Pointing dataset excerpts
**********
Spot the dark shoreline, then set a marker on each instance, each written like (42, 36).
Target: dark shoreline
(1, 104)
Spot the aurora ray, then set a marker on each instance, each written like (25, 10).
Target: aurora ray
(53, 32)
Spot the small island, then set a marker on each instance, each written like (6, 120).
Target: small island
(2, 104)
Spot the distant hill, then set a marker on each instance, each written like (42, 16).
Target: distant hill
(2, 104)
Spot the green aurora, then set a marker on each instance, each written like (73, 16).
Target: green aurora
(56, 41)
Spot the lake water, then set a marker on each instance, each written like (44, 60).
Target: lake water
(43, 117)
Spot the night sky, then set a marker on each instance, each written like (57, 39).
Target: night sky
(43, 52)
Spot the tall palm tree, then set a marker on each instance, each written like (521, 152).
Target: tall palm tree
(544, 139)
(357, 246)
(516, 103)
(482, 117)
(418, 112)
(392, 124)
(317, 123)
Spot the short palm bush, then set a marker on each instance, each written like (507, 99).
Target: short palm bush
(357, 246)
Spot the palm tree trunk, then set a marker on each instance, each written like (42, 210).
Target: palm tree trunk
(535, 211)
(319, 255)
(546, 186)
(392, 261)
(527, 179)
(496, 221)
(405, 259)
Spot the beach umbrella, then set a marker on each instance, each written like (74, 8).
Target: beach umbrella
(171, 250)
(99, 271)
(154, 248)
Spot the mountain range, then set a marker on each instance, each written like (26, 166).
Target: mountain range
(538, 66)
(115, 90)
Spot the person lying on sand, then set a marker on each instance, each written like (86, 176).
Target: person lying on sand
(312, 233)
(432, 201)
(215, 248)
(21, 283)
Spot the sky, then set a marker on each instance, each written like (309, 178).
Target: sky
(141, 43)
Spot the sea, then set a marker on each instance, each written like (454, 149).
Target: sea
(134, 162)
**********
-- PROBLEM TO WORK ON --
Turn every line of the rows above into a Markdown table with the columns "No." and "Line," numbering each line in order and leaving out blank lines.

-- RIGHT ANSWER --
| No. | Line |
|---|---|
| 1 | Spot the dark shoreline, then set a marker on each instance, each written like (42, 36). |
| 2 | Target: dark shoreline |
| 3 | (1, 104) |
| 4 | Spot the aurora ray, then set a marker on each instance, each written like (25, 10). |
| 5 | Target: aurora ray |
| 6 | (53, 32) |
| 7 | Spot the small island, then set a marker on each instance, each written like (6, 120). |
| 8 | Target: small island |
| 9 | (2, 104) |
| 10 | Spot the distant hill, then set a marker on each instance, each written like (42, 16). |
| 11 | Target: distant hill |
| 12 | (2, 104) |
| 13 | Spot the green aurora, then set a marker on each instance, each written like (73, 16). |
| 14 | Target: green aurora |
| 15 | (56, 41) |
| 16 | Spot the lake water, then set a marker on each instance, each written like (44, 60). |
| 17 | Target: lake water |
| 18 | (43, 117) |
| 19 | Spot the night sky, then set a marker on each instance, each written like (57, 39). |
| 20 | Target: night sky |
| 21 | (43, 52) |
| 22 | Spot the tall palm tree, then set a marker on each instance, each written like (521, 152). |
| 23 | Target: tall palm tree |
| 24 | (544, 139) |
| 25 | (357, 246) |
| 26 | (516, 103) |
| 27 | (482, 117) |
| 28 | (418, 112) |
| 29 | (392, 124) |
| 30 | (317, 123) |
| 31 | Spot the short palm bush, then set a marker on each instance, each written like (507, 99). |
| 32 | Target: short palm bush |
| 33 | (357, 246) |
| 34 | Spot the palm tree trunk, then set a marker on each instance, each written like (42, 210). |
| 35 | Target: palm tree trunk |
| 36 | (535, 211) |
| 37 | (319, 255) |
| 38 | (546, 186) |
| 39 | (392, 261) |
| 40 | (527, 179) |
| 41 | (496, 221) |
| 42 | (405, 259) |
| 43 | Spot the beach umbrella, then set a marker on each instance, each written like (74, 8). |
| 44 | Target: beach umbrella |
| 45 | (171, 250) |
| 46 | (99, 271) |
| 47 | (154, 248) |
| 48 | Spot the mountain range, then set a marker on each instance, each written like (26, 166). |
| 49 | Target: mountain range |
| 50 | (538, 66) |
| 51 | (115, 90) |
| 52 | Spot the person lying on sand, then set a marker on each instance, each written like (86, 176). |
| 53 | Target: person lying on sand |
| 54 | (312, 233) |
| 55 | (432, 201) |
| 56 | (215, 248) |
| 57 | (21, 283) |
| 58 | Spot the sky, then set a marker on each instance, each written like (309, 178). |
| 59 | Target: sky |
| 60 | (141, 43) |
| 61 | Spot the sea, then set a marker on each instance, each written like (454, 149). |
| 62 | Target: sea |
| 63 | (134, 162) |